**Requirement**
Copy the data from the line with "foliage in the photo below." to the line with "<point>62,41</point>", swapping "exercise" for "task" and keeping everything else the same. Leave the pictures out.

Data items:
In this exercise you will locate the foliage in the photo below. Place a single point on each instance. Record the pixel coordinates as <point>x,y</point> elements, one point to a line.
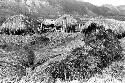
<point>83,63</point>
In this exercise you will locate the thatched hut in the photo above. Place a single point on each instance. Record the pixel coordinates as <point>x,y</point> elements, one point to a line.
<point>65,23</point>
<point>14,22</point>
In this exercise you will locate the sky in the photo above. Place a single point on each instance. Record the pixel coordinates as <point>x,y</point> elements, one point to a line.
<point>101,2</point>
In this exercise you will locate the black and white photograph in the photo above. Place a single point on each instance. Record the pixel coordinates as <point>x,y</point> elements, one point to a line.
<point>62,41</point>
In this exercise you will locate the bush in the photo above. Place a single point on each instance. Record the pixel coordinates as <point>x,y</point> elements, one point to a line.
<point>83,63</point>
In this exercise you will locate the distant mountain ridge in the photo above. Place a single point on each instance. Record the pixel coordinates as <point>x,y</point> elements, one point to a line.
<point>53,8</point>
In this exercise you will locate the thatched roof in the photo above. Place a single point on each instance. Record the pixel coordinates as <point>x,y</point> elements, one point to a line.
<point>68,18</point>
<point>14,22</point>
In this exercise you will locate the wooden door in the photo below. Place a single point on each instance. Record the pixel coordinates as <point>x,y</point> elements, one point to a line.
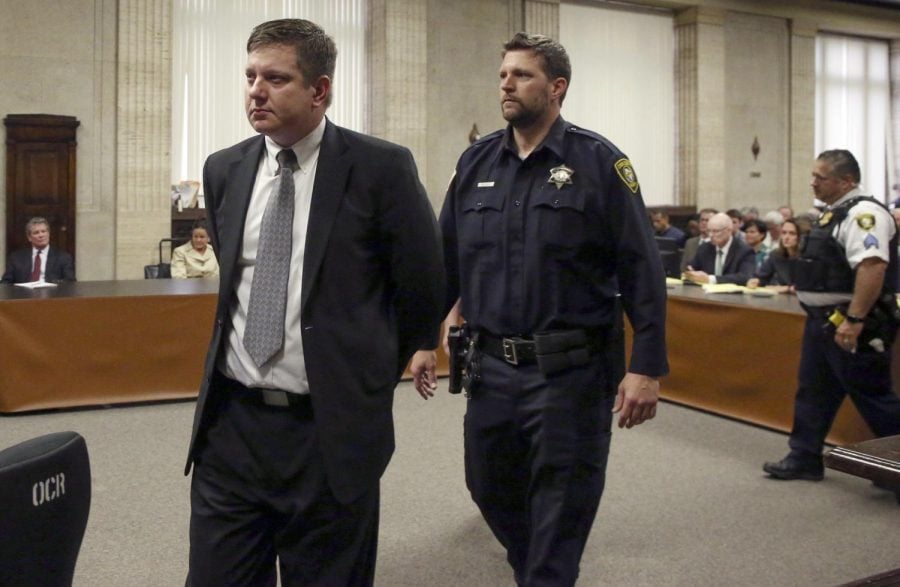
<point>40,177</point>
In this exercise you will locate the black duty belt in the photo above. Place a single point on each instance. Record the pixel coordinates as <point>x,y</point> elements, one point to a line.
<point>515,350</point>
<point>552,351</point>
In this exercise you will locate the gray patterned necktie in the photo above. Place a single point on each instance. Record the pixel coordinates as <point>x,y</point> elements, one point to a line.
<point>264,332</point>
---
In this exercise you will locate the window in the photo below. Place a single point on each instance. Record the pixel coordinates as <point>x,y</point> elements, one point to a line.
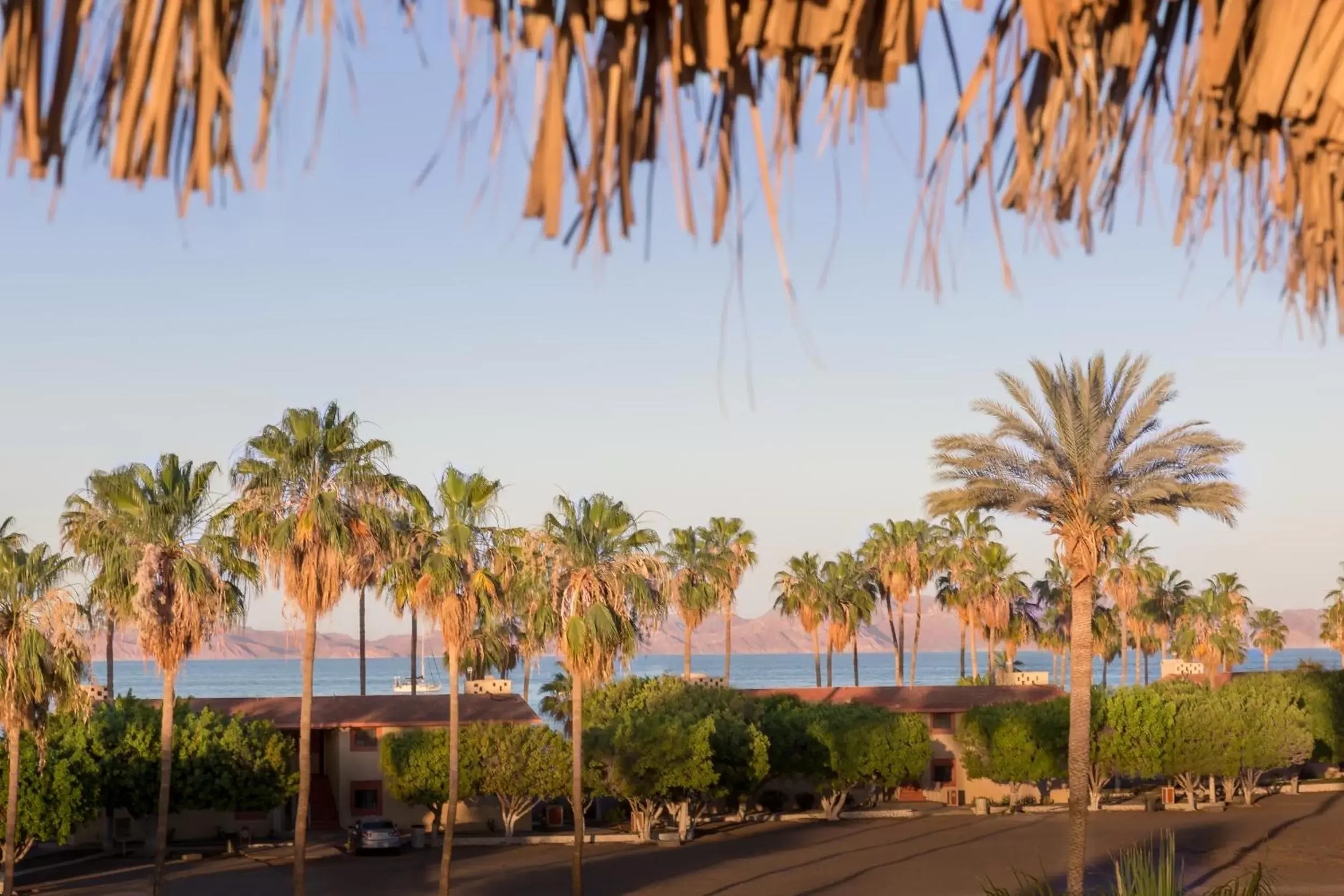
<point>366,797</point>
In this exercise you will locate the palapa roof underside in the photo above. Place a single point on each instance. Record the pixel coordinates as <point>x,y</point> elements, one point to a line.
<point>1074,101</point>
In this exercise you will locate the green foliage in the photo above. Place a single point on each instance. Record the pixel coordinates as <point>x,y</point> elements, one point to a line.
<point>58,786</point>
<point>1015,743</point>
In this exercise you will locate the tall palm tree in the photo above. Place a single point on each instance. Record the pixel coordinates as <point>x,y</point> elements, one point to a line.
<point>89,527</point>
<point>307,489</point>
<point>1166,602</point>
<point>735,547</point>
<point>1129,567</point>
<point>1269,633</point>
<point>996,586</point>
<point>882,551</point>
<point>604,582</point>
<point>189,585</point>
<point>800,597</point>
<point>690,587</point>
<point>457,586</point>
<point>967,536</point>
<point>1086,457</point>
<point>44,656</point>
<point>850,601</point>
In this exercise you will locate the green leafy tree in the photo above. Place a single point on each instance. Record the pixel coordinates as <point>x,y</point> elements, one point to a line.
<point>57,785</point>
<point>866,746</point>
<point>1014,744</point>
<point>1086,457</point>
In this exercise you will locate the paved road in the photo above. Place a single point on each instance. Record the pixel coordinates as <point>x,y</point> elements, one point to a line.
---
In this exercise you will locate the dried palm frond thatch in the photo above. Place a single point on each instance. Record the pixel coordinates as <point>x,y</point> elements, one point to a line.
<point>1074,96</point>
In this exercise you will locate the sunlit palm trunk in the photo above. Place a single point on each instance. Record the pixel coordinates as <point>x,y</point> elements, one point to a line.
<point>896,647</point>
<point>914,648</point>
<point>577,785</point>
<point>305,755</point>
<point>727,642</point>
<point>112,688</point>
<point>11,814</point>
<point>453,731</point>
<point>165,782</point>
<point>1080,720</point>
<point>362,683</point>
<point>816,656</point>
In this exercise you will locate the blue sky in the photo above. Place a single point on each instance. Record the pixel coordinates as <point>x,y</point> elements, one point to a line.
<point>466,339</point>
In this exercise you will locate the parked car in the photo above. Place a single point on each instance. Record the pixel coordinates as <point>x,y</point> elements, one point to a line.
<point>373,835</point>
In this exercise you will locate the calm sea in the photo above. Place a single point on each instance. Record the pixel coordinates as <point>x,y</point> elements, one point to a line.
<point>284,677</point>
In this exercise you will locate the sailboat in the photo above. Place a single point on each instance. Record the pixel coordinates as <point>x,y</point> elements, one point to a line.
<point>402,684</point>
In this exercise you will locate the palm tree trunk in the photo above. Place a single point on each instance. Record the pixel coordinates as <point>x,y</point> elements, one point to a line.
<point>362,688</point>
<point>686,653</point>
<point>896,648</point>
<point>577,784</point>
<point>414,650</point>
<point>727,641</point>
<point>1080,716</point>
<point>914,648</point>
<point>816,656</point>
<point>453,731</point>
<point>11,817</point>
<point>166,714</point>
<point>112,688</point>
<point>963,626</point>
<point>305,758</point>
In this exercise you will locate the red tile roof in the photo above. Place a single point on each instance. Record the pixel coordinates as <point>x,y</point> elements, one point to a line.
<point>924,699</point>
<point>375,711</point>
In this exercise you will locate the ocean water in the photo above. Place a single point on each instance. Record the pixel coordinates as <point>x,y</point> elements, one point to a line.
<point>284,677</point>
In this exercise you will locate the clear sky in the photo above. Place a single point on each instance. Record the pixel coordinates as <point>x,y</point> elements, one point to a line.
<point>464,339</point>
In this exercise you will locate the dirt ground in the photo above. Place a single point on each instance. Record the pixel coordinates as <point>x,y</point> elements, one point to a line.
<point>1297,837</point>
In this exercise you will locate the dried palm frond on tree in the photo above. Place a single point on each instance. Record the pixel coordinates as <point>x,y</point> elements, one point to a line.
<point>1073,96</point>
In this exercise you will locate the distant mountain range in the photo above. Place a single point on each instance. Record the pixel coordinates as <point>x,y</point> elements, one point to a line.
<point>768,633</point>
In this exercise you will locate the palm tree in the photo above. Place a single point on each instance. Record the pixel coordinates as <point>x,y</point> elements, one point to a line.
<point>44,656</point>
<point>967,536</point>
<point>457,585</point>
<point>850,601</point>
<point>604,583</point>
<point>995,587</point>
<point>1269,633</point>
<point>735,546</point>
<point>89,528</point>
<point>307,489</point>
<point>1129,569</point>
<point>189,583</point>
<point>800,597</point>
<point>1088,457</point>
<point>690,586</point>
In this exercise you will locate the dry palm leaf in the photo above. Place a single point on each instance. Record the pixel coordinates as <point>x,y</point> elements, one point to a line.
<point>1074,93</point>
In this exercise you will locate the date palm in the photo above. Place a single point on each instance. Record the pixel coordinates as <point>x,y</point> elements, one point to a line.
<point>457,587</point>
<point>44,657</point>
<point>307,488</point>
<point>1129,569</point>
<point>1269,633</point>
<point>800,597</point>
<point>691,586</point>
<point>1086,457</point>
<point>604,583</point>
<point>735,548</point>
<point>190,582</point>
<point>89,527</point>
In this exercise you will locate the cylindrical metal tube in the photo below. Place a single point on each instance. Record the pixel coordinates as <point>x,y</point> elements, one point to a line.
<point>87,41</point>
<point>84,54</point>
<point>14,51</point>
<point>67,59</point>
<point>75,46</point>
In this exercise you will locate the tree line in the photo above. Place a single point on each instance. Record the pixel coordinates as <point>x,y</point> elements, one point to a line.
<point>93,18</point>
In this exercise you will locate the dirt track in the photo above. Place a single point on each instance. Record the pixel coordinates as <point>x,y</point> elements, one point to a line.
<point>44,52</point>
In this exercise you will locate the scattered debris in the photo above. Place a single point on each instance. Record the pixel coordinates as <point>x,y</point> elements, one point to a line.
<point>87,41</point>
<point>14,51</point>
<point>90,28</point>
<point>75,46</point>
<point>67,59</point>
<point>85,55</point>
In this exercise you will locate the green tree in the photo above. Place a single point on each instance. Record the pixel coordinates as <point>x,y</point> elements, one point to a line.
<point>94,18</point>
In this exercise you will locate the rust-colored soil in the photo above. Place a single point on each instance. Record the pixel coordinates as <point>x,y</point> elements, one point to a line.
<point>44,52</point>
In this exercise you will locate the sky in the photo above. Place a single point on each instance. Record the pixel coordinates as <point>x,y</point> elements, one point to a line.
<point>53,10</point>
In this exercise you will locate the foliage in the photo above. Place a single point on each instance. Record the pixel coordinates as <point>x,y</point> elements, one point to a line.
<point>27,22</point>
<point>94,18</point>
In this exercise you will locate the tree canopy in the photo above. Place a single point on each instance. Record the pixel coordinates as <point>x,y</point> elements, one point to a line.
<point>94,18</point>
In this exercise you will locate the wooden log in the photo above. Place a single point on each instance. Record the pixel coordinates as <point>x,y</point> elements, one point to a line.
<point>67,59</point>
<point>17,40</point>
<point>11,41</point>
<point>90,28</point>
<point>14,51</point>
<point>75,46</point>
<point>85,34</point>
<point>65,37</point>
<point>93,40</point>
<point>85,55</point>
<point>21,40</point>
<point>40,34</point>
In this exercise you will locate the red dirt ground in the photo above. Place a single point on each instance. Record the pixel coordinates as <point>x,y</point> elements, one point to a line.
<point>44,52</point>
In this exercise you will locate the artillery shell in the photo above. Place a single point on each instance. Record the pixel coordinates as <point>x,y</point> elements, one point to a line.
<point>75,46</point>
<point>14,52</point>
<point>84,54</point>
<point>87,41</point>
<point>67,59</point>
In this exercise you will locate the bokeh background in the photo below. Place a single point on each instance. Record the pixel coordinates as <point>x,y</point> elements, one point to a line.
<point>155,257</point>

**Exercise result**
In this task you will locate the foliage in the photo below. Place a single point on each instance. Record the pixel coordinates as <point>x,y</point> elements, one point to a line.
<point>83,63</point>
In this task you will locate the thatched hut in the photo above. Place a single point on each instance. Record the pixel coordinates as <point>x,y</point> elements, one point to a line.
<point>65,23</point>
<point>14,22</point>
In this task you will locate the sky in the photo above. Place a single point on each instance. Record the pixel coordinates as <point>x,y</point> elements, one point to a line.
<point>101,2</point>
In this task you will locate the black and white photograph in the photo above. Place a single point on each instance. Record the pixel coordinates as <point>x,y</point> elements, one point to a line.
<point>62,41</point>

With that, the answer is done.